[start]

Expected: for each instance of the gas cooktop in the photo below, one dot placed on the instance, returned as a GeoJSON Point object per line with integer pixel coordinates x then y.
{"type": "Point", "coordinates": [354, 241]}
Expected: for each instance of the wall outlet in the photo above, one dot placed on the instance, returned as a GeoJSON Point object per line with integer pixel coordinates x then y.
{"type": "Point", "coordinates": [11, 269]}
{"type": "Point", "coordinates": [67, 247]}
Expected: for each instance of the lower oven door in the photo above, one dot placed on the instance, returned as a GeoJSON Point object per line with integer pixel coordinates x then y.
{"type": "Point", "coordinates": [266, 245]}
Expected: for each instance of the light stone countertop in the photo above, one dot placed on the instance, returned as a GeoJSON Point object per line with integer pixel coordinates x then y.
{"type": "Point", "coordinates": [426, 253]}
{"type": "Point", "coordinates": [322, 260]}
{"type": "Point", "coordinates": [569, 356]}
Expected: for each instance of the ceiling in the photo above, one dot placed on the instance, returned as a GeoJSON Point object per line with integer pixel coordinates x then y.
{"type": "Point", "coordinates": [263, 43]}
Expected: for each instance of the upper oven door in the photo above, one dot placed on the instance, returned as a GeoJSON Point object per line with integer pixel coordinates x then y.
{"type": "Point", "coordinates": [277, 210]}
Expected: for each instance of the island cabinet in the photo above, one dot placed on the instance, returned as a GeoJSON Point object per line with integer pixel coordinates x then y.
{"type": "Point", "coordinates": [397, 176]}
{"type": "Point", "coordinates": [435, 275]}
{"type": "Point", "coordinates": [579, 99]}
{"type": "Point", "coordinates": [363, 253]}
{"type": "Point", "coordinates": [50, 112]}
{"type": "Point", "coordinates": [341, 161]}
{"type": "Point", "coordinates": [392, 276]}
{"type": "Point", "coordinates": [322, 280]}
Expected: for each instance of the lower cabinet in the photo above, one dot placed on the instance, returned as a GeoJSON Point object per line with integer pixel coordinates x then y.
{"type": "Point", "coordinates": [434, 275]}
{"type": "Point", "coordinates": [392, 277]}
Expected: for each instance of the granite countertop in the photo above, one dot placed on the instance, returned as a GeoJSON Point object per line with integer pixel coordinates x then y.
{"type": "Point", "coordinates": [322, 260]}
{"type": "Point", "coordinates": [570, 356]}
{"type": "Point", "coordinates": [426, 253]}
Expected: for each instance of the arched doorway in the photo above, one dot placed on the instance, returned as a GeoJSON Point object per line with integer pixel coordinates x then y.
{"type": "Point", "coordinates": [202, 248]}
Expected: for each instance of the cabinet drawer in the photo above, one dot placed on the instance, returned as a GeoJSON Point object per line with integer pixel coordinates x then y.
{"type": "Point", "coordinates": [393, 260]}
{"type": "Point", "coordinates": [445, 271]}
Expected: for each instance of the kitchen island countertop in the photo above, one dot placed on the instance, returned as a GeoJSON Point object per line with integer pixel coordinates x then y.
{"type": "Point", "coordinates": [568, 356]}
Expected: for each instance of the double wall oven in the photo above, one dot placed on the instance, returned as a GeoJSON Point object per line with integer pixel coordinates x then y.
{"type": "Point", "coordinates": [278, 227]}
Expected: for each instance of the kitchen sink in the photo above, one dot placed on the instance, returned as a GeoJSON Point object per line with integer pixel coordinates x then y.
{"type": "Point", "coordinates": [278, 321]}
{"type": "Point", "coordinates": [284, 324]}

[end]

WORK TO BE COMPLETED: Return all of the entries above once more, character for character and in their original order.

RESULT OF THE EXERCISE:
Expected: for each instance of the gas cooktop in the photo below, one dot placed on the instance, returned as a GeoJSON Point object per line with integer pixel coordinates x then y.
{"type": "Point", "coordinates": [354, 241]}
Expected: for each instance of the wall outlet in the photo above, one dot placed on the instance, returned as a GeoJSON Point object per line with integer pixel coordinates x then y.
{"type": "Point", "coordinates": [11, 269]}
{"type": "Point", "coordinates": [67, 247]}
Expected: for each instance of the lower oven door in the photo above, one dot placed on the instance, returned as a GeoJSON Point object per line with integer pixel coordinates x then y.
{"type": "Point", "coordinates": [266, 245]}
Expected: for each instance of the light stone countertop in the photo above, one dot placed on the instance, returned as a GeoJSON Point object per line with integer pixel coordinates x then y.
{"type": "Point", "coordinates": [426, 253]}
{"type": "Point", "coordinates": [322, 260]}
{"type": "Point", "coordinates": [569, 356]}
Expected: for each instance of the ceiling in the photo above, one dot placed on the instance, returned as a GeoJSON Point object per line with integer pixel coordinates x then y.
{"type": "Point", "coordinates": [263, 43]}
Expected: for each instance of the upper oven door in the photo above, one dot placed on the instance, returned as a GeoJSON Point object per line with integer pixel coordinates x then y.
{"type": "Point", "coordinates": [277, 210]}
Expected: for each instance of the island cabinet in the photo above, one dot placed on the instance, returned as a GeoJSON Point object per line with integer pixel coordinates x then y.
{"type": "Point", "coordinates": [397, 176]}
{"type": "Point", "coordinates": [435, 275]}
{"type": "Point", "coordinates": [579, 99]}
{"type": "Point", "coordinates": [363, 253]}
{"type": "Point", "coordinates": [50, 112]}
{"type": "Point", "coordinates": [341, 161]}
{"type": "Point", "coordinates": [392, 276]}
{"type": "Point", "coordinates": [322, 280]}
Expected: for each instance of the lower cabinet in the photo above, one dot placed on the instance, returned as a GeoJSON Point object per line with integer pixel coordinates x then y.
{"type": "Point", "coordinates": [434, 275]}
{"type": "Point", "coordinates": [392, 277]}
Expected: for each instance of the granite countertop in the photo above, one dot placed on the instance, returned as a GeoJSON Point object per line with integer pixel coordinates x then y.
{"type": "Point", "coordinates": [322, 260]}
{"type": "Point", "coordinates": [570, 356]}
{"type": "Point", "coordinates": [426, 253]}
Expected: for each instance of the arched doorway in the photo above, one dot placed on the instance, returned as a GeoJSON Point object per line with integer pixel coordinates x then y.
{"type": "Point", "coordinates": [202, 248]}
Expected: for each instance of the cabinet drawer in the photo above, one dot placed on the instance, returned as a GeoJSON Point object per line with integer pixel coordinates x then y.
{"type": "Point", "coordinates": [393, 260]}
{"type": "Point", "coordinates": [445, 271]}
Expected: for each instance of the kitchen island countertop in the photo above, one dot placed on the instance, returned as a GeoJSON Point object per line with integer pixel coordinates x then y.
{"type": "Point", "coordinates": [568, 356]}
Expected: for each instance of the double wall oven in the photo above, one dot placed on the instance, returned as a GeoJSON Point object per line with integer pixel coordinates x then y.
{"type": "Point", "coordinates": [278, 227]}
Expected: for each instance of the kitchen sink in the photo above, one dot placed on the instance, returned as a GeoJSON Point object per line with integer pixel coordinates x then y.
{"type": "Point", "coordinates": [278, 321]}
{"type": "Point", "coordinates": [284, 324]}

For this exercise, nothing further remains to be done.